* [Task to complete]: Reproduce the records below word for word.

* [Stored items]:
———

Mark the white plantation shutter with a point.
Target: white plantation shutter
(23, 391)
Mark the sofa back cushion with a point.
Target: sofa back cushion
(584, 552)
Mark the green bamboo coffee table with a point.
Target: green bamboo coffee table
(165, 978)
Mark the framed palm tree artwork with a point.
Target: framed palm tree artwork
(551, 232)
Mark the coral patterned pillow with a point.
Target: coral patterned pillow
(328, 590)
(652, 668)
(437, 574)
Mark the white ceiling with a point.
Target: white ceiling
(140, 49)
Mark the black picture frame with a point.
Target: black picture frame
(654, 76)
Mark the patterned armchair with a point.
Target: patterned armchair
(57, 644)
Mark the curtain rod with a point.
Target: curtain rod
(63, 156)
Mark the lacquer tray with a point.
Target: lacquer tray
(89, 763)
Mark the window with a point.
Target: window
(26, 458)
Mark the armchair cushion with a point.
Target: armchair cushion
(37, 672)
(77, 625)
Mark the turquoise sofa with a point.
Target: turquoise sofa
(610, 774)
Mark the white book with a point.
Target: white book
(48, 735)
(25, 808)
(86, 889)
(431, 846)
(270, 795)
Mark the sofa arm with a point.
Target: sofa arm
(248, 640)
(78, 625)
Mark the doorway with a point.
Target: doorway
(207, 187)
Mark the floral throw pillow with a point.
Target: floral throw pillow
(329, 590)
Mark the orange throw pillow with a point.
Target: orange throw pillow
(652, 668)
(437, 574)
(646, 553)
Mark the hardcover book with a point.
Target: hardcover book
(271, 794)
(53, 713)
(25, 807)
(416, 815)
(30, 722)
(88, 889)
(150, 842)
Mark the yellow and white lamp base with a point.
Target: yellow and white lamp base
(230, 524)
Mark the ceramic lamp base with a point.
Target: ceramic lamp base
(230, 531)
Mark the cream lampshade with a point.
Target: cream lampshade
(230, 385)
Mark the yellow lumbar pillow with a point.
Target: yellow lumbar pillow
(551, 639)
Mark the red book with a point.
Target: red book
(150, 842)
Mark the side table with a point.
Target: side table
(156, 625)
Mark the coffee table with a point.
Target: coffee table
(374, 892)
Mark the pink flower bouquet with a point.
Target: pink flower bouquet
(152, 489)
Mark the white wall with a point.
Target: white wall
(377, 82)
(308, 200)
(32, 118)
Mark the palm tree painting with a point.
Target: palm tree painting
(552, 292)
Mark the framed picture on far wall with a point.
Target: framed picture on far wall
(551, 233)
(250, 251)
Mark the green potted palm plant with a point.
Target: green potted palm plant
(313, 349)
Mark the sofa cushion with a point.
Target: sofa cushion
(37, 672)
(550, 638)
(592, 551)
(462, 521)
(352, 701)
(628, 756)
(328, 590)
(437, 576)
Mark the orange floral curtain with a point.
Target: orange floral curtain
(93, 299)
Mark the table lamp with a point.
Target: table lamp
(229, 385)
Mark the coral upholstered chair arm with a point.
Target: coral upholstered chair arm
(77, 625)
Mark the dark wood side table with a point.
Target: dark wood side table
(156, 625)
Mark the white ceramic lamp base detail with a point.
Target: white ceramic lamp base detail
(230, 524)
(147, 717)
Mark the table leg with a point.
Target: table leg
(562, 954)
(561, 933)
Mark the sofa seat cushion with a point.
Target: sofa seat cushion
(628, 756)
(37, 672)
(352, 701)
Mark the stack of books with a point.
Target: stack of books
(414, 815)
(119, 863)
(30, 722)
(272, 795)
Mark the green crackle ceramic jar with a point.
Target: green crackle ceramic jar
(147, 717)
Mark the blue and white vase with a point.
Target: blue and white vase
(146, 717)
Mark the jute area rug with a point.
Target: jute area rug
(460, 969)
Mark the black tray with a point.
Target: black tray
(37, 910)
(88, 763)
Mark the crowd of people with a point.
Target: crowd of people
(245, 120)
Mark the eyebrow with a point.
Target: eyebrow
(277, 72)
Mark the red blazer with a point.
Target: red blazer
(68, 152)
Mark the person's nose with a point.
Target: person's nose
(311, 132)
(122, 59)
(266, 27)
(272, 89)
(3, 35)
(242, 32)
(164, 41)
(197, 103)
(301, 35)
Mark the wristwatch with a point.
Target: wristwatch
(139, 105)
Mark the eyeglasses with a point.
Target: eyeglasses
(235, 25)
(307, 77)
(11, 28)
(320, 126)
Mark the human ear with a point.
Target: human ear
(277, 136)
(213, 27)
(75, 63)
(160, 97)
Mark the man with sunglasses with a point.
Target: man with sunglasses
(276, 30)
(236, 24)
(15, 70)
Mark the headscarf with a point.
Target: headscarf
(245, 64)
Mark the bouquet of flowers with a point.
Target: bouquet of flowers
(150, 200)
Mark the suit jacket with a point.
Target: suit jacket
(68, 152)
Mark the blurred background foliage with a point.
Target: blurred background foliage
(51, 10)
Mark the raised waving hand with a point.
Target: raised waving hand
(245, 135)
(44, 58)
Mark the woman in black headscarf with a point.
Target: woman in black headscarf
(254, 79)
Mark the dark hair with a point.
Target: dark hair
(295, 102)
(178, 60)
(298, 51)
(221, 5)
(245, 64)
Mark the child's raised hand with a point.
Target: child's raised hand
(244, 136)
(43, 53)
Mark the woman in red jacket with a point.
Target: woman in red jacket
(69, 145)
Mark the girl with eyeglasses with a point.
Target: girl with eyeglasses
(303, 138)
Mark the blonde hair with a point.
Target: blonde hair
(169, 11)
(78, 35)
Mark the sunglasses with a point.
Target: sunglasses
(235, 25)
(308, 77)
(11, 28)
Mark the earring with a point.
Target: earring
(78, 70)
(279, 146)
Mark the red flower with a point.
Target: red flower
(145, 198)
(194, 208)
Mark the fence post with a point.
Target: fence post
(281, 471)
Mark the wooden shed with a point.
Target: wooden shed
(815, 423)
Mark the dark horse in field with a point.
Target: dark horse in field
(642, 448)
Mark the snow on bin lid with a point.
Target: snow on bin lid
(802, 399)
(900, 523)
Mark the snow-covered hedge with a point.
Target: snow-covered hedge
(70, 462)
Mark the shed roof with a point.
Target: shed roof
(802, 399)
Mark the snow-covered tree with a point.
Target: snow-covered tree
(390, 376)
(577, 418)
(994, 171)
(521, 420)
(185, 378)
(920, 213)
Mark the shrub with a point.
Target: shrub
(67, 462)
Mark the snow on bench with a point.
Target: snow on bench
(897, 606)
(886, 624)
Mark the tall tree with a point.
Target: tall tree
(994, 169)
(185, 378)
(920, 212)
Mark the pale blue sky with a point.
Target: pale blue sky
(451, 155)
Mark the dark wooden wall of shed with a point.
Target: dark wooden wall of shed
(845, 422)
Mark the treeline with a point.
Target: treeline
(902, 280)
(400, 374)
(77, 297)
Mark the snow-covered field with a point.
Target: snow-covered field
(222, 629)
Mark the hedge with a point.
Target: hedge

———

* [Completed task]:
Mark the white plantation shutter with a point.
Target: white plantation shutter
(23, 391)
Mark the sofa back cushion with a point.
Target: sofa back cushion
(584, 552)
Mark the green bamboo coffee table with a point.
Target: green bamboo coffee table
(165, 978)
Mark the framed palm tree artwork with a point.
Target: framed palm tree artwork
(551, 232)
Mark the coral patterned pillow with a point.
Target: coral patterned pillow
(328, 590)
(652, 668)
(437, 574)
Mark the white ceiling with a point.
Target: white ceiling
(140, 49)
Mark the black picture frame with a point.
Target: black picture frame
(654, 76)
Mark the patterned armchair with a point.
Target: patterned armchair
(57, 644)
Mark the curtain rod with a point.
Target: curtain rod
(63, 156)
Mark the lacquer tray with a point.
Target: lacquer tray
(89, 763)
Mark the window with a point.
Target: window
(26, 458)
Mark the armchair cushion with a point.
Target: armchair cushion
(37, 672)
(77, 625)
Mark the turquoise sofa with a point.
Target: turquoise sofa
(610, 774)
Mark the white book with a point.
Target: white book
(48, 735)
(25, 808)
(86, 889)
(431, 846)
(270, 795)
Mark the sofa arm with a point.
Target: sofa arm
(248, 640)
(78, 625)
Mark the doorway with a point.
Target: doorway
(207, 187)
Mark the floral throw pillow with a point.
Target: floral throw pillow
(329, 590)
Mark the orange throw pillow with a point.
Target: orange throw pillow
(652, 668)
(437, 574)
(646, 553)
Mark the hardcover book with a point.
Target: hardcover book
(271, 794)
(53, 713)
(25, 807)
(416, 815)
(30, 722)
(88, 889)
(150, 842)
Mark the yellow and white lamp base with a point.
Target: yellow and white lamp base
(230, 524)
Mark the ceramic lamp base with a point.
Target: ceramic lamp base
(230, 531)
Mark the cream lampshade with a point.
Target: cream lampshade
(230, 385)
Mark the yellow lumbar pillow with a point.
Target: yellow lumbar pillow
(551, 639)
Mark the red book with a point.
Target: red book
(150, 842)
Mark the side table with a point.
Target: side table
(156, 625)
Mark the coffee table with a point.
Target: coffee table
(374, 892)
Mark the pink flower bouquet with a point.
Target: pink flower bouquet
(152, 489)
Mark the white wall with a point.
Target: white wall
(377, 82)
(308, 200)
(32, 118)
Mark the palm tree painting with a point.
Target: palm tree painting
(552, 292)
Mark the framed picture on far wall with a point.
Target: framed picture on far wall
(551, 233)
(250, 251)
Mark the green potted palm plant with a point.
Target: green potted palm plant
(313, 349)
Mark the sofa cushion with a point.
Target: sofa cushion
(37, 672)
(550, 638)
(592, 551)
(462, 521)
(352, 701)
(628, 756)
(328, 590)
(437, 576)
Mark the orange floral curtain with a point.
Target: orange floral curtain
(93, 299)
Mark the table lamp with a point.
Target: table lamp
(229, 385)
Mark the coral upholstered chair arm with a point.
Target: coral upholstered chair arm
(77, 625)
Mark the dark wood side table with a point.
Target: dark wood side table
(156, 625)
Mark the white ceramic lamp base detail with a point.
Target: white ceramic lamp base detail
(230, 524)
(147, 717)
Mark the table leg with a point.
Target: table leg
(562, 954)
(561, 933)
Mark the sofa seat cushion with a point.
Target: sofa seat cushion
(628, 756)
(37, 672)
(352, 701)
Mark the stack of books with a point.
Target: stack of books
(414, 815)
(119, 863)
(30, 722)
(272, 795)
Mark the green crackle ceramic jar with a point.
Target: green crackle ceramic jar
(147, 717)
Mark the blue and white vase with a point.
Target: blue and white vase
(146, 717)
Mark the jute area rug with a point.
Target: jute area rug
(460, 969)
Mark the black tray with a point.
Target: black tray
(37, 910)
(88, 763)
Mark the crowd of people with a point.
Target: crowd of people
(245, 120)
Mark the eyebrow with a point.
Target: eyebrow
(277, 72)
Mark the red blazer with a point.
Target: red blazer
(68, 152)
Mark the person's nose with a point.
Target: person's nose
(311, 132)
(122, 59)
(266, 27)
(272, 89)
(3, 35)
(242, 32)
(164, 41)
(197, 103)
(301, 35)
Mark the wristwatch with a point.
Target: wristwatch
(139, 105)
Mark the eyeglasses with a point.
Target: eyeglasses
(235, 25)
(307, 77)
(11, 28)
(320, 126)
Mark the human ear with a point.
Target: human ear
(277, 136)
(213, 27)
(75, 63)
(160, 97)
Mark the man with sunglasses with a point.
Target: man with sunglasses
(276, 30)
(236, 24)
(15, 70)
Mark the headscarf with a point.
Target: headscarf
(245, 64)
Mark the bouquet of flowers with a point.
Target: bouquet of flowers
(150, 200)
Mark the suit jacket with a point.
Target: suit jacket
(68, 152)
Mark the blurred background foliage with a point.
Target: blurred background foliage
(51, 10)
Mark the raised waving hand with a point.
Target: raised waving hand
(245, 135)
(44, 58)
Mark the woman in black headscarf with a point.
Target: woman in black headscarf
(254, 79)
Mark the dark hair with a point.
Target: dark hair
(295, 102)
(178, 60)
(298, 51)
(221, 5)
(245, 64)
Mark the child's raised hand with a point.
Target: child's raised hand
(244, 136)
(43, 53)
Mark the woman in red jacket with a point.
Target: woman in red jacket
(69, 145)
Mark the girl with eyeglasses with a point.
Target: girl with eyeglasses
(303, 138)
Mark the blonde hair with a point.
Target: blonde hair
(169, 11)
(78, 35)
Mark the sunglasses with a point.
Target: sunglasses
(235, 25)
(308, 77)
(11, 28)
Mark the earring with a point.
Target: earring
(78, 70)
(279, 146)
Mark the red flower with a point.
Target: red flower
(145, 198)
(194, 208)
Mark the fence post with a point.
Target: fence post
(281, 471)
Mark the wooden shed with a point.
Target: wooden shed
(815, 423)
Mark the dark horse in field with a point.
Target: dark horse in field
(642, 448)
Mark the snow on bin lid with a point.
Target: snow on bin lid
(802, 399)
(900, 523)
Mark the snow-covered hedge with a point.
Target: snow-covered hedge
(70, 462)
Mark the shed roof with a point.
Target: shed roof
(802, 399)
Mark the snow-covered tree with a point.
Target: snow-covered tree
(390, 376)
(577, 418)
(994, 171)
(521, 420)
(185, 378)
(920, 213)
Mark the shrub with a point.
Target: shrub
(67, 462)
Mark the snow on bench with a point.
Target: snow on bench
(897, 606)
(886, 624)
Mark the tall tree with a point.
Target: tall tree
(994, 169)
(185, 378)
(920, 212)
Mark the pale blue sky with a point.
Target: pale blue sky
(451, 155)
Mark the dark wooden wall of shed with a point.
Target: dark wooden wall of shed
(845, 422)
Mark the treeline with a point.
Target: treeline
(902, 280)
(400, 374)
(77, 297)
Mark the snow-covered field with a point.
Target: snow-covered field
(222, 629)
Mark the hedge with a point.
Target: hedge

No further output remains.